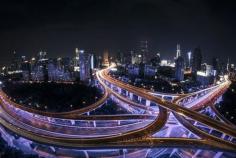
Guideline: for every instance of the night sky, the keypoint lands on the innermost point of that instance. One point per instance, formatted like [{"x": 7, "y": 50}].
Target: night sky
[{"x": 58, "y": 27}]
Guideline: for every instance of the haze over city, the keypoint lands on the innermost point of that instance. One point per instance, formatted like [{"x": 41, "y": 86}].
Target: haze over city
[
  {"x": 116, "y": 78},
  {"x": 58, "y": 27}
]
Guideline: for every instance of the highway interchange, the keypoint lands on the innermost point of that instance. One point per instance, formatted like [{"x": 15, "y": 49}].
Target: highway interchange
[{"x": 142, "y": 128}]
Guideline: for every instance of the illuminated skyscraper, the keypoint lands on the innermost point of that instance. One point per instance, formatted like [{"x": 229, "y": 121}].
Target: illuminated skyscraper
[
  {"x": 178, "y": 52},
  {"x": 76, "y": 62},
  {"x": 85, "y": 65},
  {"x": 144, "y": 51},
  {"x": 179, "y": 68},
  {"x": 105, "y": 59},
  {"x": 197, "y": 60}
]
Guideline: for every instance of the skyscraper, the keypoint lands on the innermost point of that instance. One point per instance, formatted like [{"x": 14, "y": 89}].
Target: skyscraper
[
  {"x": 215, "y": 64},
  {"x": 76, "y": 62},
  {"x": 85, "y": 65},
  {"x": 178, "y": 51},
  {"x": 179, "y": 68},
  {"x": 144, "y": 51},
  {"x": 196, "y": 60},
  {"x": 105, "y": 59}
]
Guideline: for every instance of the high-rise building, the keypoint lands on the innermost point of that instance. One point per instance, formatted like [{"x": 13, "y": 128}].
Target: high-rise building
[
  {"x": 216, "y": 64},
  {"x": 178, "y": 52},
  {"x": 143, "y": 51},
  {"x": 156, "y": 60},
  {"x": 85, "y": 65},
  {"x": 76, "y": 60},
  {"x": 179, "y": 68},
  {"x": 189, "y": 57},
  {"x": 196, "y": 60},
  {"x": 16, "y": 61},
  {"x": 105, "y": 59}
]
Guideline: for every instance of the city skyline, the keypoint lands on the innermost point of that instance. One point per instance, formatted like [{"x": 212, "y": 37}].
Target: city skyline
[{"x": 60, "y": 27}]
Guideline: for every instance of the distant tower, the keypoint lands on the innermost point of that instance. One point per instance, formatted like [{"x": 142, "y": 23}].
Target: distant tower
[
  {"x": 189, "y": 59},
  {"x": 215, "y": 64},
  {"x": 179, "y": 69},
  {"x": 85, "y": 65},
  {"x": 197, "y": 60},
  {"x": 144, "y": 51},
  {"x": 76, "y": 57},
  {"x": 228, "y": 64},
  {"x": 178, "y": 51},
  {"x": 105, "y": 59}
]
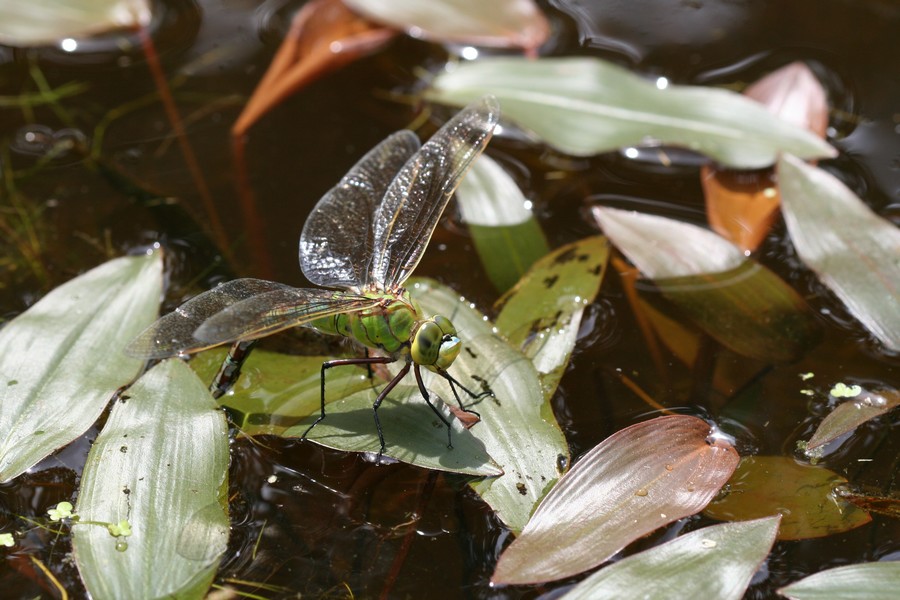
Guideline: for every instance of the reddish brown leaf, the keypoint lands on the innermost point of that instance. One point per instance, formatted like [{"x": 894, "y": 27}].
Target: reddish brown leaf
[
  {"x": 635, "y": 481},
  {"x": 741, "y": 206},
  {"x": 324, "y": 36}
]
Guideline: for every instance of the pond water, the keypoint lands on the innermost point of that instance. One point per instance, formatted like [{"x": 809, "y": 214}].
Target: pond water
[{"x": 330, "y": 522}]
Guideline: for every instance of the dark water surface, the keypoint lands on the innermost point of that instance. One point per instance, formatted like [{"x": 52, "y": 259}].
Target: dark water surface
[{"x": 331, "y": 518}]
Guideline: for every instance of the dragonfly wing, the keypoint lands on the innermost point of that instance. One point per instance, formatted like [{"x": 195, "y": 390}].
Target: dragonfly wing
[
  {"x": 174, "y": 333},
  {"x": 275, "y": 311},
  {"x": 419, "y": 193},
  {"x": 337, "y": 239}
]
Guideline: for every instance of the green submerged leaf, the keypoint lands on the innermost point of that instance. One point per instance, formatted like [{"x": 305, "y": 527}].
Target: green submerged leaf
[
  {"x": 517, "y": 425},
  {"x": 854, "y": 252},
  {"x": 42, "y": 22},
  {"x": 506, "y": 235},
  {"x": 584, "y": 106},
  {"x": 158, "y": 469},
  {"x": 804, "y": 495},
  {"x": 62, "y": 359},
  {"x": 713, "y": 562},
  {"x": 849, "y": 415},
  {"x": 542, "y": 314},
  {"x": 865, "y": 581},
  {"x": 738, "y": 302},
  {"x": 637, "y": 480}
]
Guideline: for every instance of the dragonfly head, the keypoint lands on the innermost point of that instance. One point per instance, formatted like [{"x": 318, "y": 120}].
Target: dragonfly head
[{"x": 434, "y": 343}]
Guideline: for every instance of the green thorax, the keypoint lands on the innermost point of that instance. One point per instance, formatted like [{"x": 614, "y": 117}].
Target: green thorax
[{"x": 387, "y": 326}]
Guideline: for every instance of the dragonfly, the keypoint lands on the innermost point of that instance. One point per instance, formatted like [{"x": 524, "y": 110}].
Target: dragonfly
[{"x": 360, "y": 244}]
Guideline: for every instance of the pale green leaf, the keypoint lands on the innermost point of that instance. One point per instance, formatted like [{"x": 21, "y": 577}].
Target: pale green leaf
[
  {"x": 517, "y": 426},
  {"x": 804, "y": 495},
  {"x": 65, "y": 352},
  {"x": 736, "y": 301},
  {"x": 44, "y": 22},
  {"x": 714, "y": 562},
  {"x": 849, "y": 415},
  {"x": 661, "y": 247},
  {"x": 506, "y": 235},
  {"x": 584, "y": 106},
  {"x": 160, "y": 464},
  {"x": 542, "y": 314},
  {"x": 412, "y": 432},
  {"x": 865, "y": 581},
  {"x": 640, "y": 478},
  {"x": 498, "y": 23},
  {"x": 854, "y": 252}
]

--

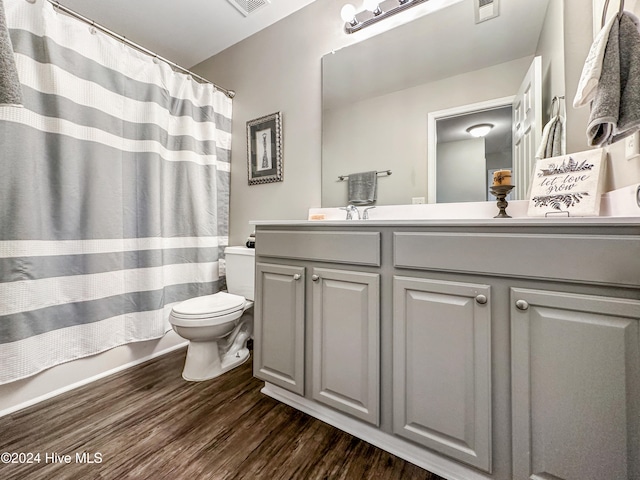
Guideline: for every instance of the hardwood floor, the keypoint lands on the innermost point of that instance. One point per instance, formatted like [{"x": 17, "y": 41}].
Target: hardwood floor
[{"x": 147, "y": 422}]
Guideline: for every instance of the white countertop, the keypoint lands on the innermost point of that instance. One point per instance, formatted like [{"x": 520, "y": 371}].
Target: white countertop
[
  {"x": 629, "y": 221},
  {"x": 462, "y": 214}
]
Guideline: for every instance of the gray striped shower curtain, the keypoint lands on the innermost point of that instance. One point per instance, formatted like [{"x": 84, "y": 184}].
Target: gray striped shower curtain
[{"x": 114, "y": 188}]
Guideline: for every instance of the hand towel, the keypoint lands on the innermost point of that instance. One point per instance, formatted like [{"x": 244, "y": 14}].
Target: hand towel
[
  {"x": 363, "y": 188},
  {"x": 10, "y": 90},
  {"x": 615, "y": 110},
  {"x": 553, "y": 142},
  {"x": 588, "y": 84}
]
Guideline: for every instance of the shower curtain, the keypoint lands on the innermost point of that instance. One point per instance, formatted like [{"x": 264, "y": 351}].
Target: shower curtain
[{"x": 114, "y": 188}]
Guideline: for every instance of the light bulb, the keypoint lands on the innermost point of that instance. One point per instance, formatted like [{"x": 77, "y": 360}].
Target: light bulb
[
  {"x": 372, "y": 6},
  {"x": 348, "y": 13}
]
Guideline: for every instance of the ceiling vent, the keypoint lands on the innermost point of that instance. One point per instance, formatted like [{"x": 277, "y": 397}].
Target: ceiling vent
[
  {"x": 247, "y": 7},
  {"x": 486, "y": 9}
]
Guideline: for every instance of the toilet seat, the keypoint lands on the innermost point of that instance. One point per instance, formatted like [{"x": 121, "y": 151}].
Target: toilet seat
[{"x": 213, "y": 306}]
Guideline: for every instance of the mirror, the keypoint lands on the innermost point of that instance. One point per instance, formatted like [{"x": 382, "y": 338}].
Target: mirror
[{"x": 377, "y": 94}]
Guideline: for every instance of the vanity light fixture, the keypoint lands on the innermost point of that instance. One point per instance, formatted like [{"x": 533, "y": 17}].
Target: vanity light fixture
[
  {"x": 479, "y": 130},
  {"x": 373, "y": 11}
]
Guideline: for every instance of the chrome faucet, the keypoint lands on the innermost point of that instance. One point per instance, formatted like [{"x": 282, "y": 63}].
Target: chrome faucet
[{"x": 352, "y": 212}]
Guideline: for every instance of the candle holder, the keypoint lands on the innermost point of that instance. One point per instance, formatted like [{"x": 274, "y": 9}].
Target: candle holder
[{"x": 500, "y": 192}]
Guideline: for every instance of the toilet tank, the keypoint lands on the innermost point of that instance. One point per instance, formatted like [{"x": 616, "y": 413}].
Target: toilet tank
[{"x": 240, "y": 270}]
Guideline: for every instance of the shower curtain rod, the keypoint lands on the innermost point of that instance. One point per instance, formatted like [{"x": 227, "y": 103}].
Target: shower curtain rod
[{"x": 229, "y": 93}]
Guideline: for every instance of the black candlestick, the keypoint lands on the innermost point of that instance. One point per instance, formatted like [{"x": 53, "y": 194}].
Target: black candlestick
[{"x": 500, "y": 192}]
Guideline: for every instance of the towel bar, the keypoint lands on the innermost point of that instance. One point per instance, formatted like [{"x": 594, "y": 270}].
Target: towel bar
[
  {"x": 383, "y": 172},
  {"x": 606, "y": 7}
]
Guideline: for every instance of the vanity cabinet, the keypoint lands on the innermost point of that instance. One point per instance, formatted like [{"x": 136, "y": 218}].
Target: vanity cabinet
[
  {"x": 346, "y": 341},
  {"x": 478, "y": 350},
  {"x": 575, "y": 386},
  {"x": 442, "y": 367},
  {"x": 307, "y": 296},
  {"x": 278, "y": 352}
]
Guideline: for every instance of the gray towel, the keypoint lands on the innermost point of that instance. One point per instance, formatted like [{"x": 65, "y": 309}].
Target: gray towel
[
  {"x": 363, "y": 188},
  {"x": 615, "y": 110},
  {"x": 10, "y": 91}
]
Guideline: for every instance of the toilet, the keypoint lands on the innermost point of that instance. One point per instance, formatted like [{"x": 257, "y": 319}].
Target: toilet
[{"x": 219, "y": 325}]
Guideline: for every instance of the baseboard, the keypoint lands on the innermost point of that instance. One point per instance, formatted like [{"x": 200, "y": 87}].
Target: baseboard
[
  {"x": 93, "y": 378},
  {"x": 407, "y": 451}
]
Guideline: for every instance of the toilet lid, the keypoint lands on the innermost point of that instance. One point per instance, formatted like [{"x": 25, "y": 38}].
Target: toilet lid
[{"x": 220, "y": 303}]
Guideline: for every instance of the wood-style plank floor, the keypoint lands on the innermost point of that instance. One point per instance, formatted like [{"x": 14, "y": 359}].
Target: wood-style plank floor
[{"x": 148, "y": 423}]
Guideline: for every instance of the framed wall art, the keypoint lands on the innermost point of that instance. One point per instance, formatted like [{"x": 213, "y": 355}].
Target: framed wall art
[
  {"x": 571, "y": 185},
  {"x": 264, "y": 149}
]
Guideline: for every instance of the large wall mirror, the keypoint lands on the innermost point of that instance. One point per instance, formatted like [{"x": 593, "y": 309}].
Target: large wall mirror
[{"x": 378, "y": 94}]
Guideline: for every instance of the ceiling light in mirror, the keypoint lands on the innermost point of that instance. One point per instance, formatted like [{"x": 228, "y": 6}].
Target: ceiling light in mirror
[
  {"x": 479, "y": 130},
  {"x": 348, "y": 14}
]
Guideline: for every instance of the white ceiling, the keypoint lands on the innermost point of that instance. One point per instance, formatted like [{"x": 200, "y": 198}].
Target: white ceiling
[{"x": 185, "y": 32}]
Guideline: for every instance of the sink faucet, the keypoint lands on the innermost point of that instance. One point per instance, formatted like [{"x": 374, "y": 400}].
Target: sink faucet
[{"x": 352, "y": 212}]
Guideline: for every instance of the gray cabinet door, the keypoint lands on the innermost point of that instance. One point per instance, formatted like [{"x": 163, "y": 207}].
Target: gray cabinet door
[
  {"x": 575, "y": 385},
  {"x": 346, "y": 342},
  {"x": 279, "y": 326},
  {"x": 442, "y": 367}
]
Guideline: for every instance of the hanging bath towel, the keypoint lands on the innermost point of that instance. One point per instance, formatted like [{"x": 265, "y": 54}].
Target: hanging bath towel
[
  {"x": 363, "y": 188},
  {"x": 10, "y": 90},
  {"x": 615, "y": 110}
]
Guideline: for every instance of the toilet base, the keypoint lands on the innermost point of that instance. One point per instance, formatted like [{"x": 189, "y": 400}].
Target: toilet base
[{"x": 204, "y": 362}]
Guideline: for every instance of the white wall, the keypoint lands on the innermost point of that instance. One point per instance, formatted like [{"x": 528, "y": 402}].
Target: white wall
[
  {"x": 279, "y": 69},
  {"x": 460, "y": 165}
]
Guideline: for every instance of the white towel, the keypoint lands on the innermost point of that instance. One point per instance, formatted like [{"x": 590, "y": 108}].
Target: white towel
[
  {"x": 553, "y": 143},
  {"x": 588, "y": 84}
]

--

• **Problem to work on**:
Looking at the entries above, can you reproduce exactly the lines from the one that holds "Guideline: for every instance of the night" through the one that holds "Guideline: for every instance of the illuminated", and only those?

• **Written reply**:
Guideline: for every instance of the night sky, the keypoint lands on the innermost point of that instance. One point per instance, formatted like [{"x": 7, "y": 50}].
Target: night sky
[{"x": 58, "y": 27}]
Guideline: for every instance of the haze over city, the keypoint lands on the innermost point of that instance. One point per instance, formatted like [{"x": 41, "y": 86}].
Target: haze over city
[
  {"x": 116, "y": 78},
  {"x": 58, "y": 27}
]
Guideline: for every instance of the highway interchange, the keypoint lands on the innermost point of that instance. One point per instance, formatted like [{"x": 15, "y": 49}].
Target: highway interchange
[{"x": 142, "y": 128}]
Guideline: for every instance of the illuminated skyscraper, the keypoint lands on the innermost point of that instance. One point per instance, formatted like [{"x": 229, "y": 121}].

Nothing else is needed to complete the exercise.